§ **The task**
Gather every line in the rows below that contains the word "crest".

§ **Data extract**
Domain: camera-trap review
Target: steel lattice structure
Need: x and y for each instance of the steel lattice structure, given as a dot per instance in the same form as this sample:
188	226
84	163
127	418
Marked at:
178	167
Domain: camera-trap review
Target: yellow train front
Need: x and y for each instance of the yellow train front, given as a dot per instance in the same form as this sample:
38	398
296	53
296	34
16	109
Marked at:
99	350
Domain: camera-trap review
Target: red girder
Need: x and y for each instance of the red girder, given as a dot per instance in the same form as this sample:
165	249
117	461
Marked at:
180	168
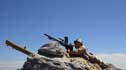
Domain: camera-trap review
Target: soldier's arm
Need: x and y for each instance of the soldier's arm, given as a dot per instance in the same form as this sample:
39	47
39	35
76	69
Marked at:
76	54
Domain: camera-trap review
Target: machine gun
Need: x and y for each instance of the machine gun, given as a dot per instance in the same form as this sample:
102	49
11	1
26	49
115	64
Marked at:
23	50
63	42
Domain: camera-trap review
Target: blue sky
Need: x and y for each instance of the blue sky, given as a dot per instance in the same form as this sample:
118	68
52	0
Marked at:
100	23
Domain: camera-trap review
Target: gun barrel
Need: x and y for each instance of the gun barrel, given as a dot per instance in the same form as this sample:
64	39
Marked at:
23	50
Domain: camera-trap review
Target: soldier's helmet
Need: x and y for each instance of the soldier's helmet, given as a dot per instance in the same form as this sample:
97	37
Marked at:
79	40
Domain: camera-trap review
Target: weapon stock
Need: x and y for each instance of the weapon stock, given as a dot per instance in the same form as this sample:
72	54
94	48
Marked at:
62	42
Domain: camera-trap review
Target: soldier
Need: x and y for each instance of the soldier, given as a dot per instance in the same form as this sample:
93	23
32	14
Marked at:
81	50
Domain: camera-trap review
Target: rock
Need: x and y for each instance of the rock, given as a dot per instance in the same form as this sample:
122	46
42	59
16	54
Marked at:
51	50
55	58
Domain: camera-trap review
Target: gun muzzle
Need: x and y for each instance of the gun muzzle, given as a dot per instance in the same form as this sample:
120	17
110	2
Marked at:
23	50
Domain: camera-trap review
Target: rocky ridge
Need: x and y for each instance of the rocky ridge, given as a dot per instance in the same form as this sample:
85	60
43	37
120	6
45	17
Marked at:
55	58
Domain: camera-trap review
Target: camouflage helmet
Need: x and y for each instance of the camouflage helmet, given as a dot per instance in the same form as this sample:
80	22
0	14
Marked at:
79	40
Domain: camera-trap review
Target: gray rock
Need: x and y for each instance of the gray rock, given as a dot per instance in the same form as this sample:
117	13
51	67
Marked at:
53	58
51	50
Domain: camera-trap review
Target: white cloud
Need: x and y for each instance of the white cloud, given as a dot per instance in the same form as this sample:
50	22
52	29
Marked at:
117	59
11	65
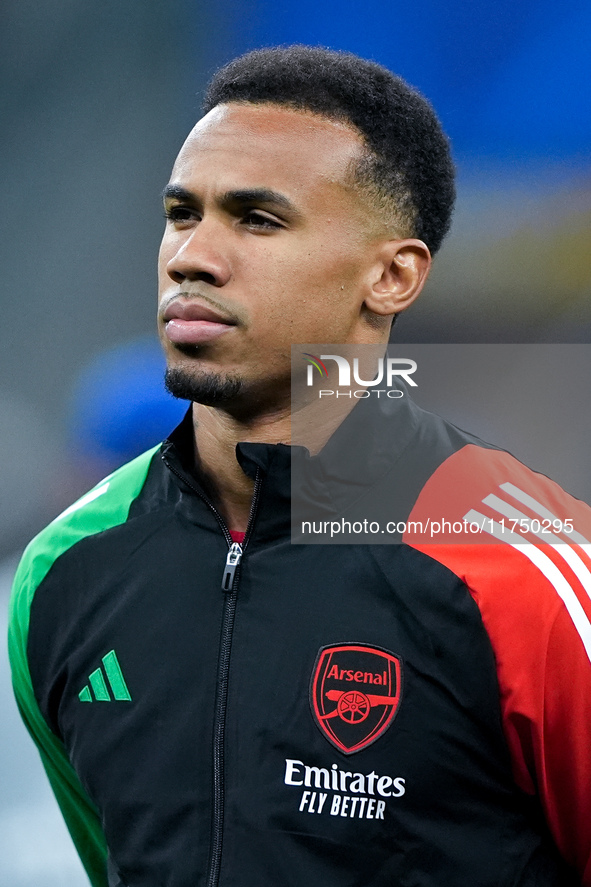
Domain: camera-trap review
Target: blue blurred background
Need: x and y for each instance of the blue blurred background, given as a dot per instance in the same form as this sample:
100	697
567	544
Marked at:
96	101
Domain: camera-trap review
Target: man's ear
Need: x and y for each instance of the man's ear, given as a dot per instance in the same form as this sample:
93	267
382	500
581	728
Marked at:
401	270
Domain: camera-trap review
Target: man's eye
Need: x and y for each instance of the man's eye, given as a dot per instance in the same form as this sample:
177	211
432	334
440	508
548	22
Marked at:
261	220
179	214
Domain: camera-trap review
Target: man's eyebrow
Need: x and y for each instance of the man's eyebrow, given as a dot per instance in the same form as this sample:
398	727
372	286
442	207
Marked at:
236	196
177	192
259	195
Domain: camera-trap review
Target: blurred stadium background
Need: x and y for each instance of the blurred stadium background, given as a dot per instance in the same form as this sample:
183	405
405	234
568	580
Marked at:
97	99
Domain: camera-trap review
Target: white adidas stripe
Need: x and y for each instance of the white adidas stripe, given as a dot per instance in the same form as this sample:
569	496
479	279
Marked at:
547	567
85	500
564	549
540	509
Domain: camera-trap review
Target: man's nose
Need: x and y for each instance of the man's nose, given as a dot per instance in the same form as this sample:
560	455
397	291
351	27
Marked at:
200	257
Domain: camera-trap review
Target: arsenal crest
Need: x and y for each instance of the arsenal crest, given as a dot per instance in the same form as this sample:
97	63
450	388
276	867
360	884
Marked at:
355	694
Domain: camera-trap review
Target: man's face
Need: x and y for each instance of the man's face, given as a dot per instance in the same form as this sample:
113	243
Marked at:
267	244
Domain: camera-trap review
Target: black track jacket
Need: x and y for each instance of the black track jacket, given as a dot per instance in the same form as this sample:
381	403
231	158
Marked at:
401	715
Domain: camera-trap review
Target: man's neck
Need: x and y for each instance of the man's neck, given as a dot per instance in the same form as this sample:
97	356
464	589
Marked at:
216	436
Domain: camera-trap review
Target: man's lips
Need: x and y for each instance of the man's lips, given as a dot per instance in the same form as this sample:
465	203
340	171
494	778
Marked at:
192	323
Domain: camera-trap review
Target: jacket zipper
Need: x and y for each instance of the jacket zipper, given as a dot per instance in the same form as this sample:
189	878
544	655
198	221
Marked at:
230	587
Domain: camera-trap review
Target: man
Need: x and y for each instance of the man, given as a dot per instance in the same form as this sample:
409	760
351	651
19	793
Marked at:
215	705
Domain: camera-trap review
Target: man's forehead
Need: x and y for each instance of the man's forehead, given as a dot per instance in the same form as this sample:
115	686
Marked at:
272	135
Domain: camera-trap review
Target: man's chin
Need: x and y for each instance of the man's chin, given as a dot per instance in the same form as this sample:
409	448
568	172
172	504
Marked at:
211	389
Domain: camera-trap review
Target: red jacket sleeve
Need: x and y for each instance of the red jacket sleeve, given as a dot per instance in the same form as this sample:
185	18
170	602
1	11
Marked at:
530	575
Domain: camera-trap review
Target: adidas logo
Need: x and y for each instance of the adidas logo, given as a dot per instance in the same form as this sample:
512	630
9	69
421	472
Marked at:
99	686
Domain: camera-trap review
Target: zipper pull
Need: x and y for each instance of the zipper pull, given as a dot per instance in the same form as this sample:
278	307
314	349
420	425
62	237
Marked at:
232	561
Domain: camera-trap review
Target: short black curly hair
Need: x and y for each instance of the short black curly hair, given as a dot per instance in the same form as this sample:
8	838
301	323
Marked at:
408	167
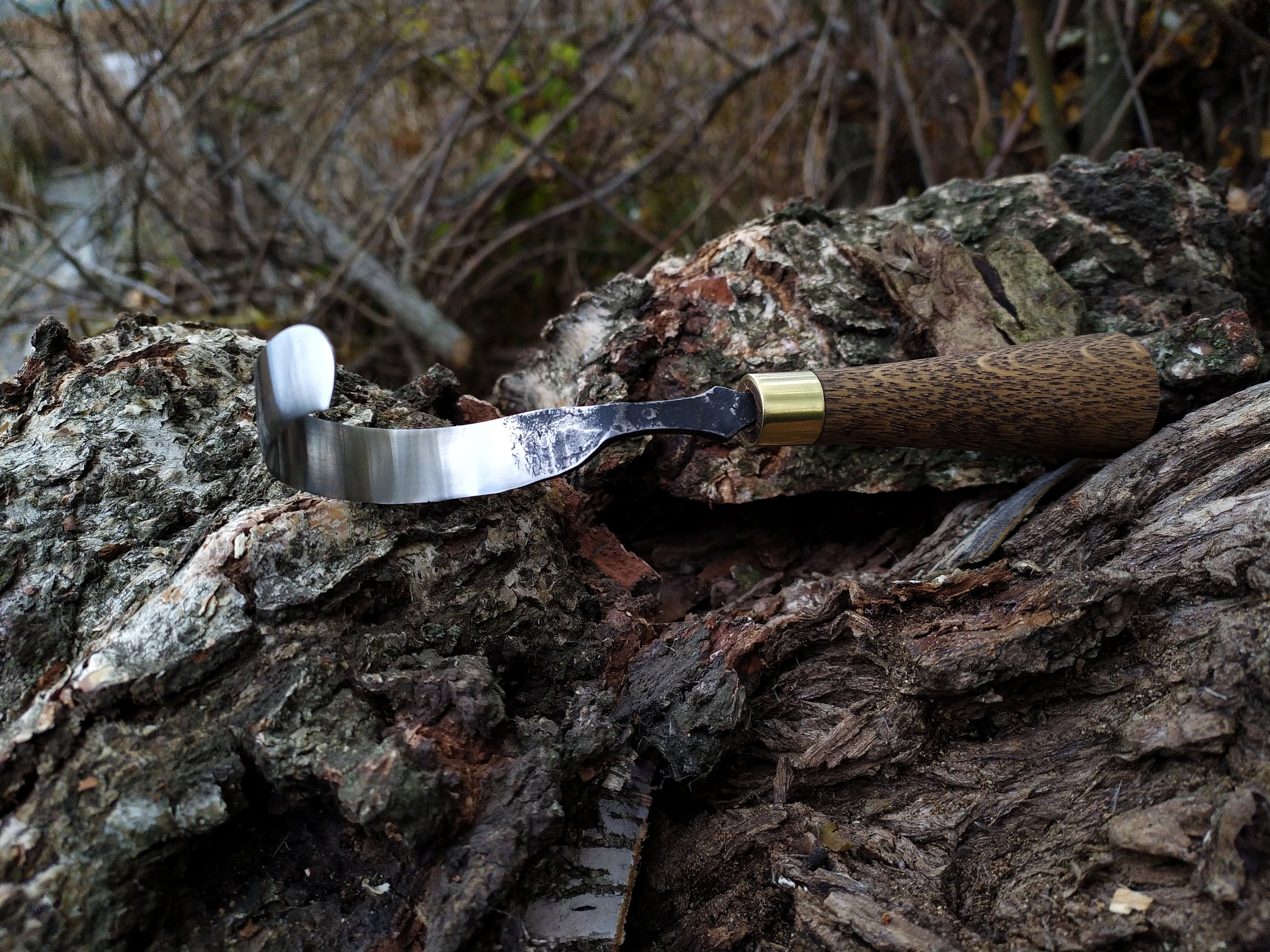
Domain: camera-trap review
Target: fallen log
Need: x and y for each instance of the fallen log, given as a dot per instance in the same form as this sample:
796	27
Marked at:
243	716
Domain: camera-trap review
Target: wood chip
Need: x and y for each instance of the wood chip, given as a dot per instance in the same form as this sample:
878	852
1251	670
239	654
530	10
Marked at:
1126	902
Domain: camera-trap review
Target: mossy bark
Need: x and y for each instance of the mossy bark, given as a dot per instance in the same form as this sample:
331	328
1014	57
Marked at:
237	716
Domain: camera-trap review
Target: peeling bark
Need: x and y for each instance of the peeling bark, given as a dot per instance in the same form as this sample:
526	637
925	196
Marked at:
955	715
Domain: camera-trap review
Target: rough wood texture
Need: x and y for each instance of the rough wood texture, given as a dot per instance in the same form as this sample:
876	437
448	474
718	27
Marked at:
1095	395
239	718
1141	244
981	759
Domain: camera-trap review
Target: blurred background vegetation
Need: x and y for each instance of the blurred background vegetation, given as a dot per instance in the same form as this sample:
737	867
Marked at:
433	181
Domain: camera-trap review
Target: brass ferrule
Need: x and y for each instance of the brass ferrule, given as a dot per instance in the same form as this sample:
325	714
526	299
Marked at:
790	409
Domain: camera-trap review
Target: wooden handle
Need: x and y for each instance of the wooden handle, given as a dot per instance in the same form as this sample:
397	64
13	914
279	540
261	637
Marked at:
1094	395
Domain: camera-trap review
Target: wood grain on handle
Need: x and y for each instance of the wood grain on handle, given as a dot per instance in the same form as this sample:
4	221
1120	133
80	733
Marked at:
1094	395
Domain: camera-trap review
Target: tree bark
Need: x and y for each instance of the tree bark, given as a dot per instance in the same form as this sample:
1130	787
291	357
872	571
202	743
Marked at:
905	720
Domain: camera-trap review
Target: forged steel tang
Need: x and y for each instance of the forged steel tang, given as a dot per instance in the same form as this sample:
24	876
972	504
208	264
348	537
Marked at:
1077	396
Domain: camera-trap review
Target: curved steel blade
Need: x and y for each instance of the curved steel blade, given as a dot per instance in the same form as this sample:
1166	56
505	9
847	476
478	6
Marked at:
295	376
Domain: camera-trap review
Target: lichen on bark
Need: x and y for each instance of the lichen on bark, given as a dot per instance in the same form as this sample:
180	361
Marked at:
239	716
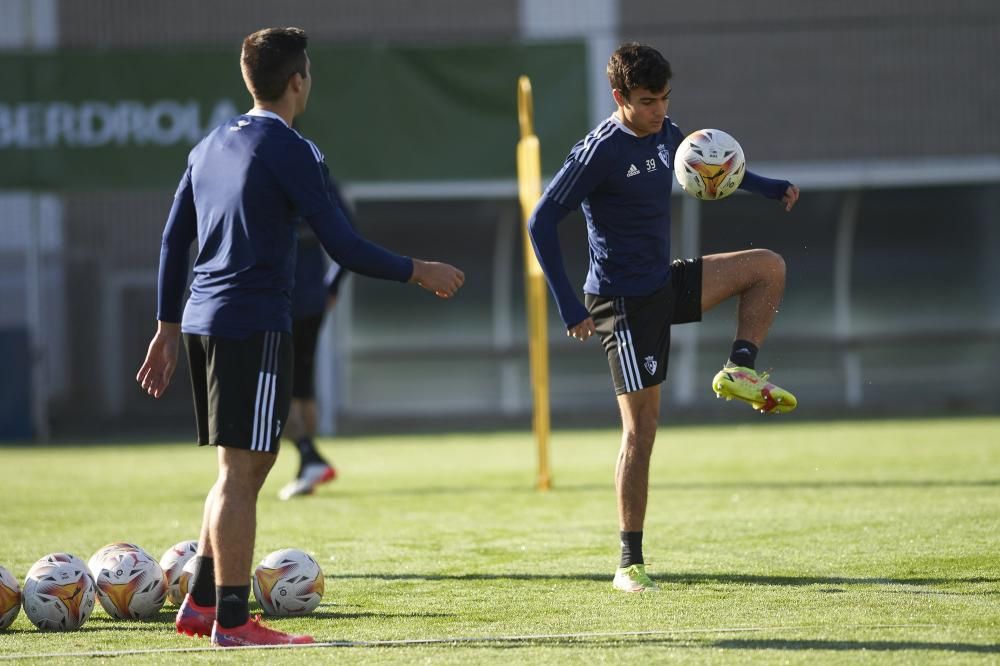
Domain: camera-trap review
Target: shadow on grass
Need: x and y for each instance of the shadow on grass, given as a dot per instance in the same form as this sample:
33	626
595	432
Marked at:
868	646
680	485
679	579
623	642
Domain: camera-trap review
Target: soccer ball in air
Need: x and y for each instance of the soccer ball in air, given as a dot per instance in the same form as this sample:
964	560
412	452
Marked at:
288	582
176	572
58	593
10	598
709	164
130	585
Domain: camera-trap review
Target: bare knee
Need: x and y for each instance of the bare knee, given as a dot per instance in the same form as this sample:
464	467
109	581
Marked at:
243	472
640	433
771	265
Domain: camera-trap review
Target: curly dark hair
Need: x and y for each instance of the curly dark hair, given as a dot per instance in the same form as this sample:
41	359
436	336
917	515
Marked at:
270	57
636	65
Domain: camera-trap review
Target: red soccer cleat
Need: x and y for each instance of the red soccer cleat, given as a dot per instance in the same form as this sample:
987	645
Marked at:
194	620
254	632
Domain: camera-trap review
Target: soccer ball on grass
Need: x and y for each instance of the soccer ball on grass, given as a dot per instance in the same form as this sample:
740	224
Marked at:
10	598
175	570
288	582
130	585
58	593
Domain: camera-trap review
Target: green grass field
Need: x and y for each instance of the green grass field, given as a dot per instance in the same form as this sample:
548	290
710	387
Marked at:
774	542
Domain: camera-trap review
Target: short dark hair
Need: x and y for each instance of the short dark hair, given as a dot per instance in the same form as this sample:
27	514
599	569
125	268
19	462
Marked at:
270	57
636	65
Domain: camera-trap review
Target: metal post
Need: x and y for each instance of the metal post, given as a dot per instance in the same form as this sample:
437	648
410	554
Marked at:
34	292
843	260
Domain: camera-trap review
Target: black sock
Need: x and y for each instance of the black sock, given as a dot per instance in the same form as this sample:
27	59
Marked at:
203	581
744	353
234	605
631	549
307	451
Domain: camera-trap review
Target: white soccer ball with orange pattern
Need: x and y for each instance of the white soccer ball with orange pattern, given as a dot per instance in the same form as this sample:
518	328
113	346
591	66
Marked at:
58	593
174	570
94	563
10	598
709	164
288	582
130	585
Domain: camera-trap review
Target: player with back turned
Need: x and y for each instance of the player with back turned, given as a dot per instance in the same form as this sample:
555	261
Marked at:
621	176
244	185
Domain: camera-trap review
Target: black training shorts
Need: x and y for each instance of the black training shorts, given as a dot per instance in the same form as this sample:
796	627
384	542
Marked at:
242	389
305	331
635	330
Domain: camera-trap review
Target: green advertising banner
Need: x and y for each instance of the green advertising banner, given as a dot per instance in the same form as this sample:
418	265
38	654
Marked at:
74	120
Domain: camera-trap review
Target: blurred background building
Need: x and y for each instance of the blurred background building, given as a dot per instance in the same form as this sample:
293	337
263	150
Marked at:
884	112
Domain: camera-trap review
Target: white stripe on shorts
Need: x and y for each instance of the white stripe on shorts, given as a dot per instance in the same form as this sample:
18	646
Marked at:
626	350
267	380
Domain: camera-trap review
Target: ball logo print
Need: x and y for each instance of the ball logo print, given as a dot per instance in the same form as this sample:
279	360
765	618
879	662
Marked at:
709	164
288	582
10	598
94	563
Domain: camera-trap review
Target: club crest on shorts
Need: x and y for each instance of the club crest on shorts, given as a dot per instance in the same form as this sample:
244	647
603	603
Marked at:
650	364
664	154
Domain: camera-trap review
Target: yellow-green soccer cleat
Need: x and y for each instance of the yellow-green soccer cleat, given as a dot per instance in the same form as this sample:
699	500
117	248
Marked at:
634	579
744	384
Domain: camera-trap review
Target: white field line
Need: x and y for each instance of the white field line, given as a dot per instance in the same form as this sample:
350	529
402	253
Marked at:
404	642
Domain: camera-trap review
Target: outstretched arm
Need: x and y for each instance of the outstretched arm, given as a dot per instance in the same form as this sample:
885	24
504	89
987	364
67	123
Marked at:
543	227
311	192
180	231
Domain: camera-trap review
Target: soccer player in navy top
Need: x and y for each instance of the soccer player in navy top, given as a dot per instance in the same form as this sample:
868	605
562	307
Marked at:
315	292
621	176
244	185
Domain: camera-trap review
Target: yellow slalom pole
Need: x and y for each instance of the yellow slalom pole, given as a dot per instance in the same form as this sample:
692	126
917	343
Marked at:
529	185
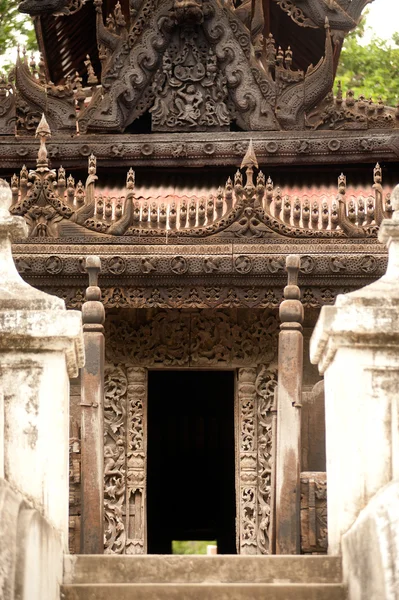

§ **Problem solution**
Target: arsenal crest
Need: x and y for each instance of the arsenal crest, given as a dot per instance in the same form as this sample:
Target: club crest on shorts
Need: x and y for each instance of the club crest on shorts, given as a dot per instance in the same form as this sample:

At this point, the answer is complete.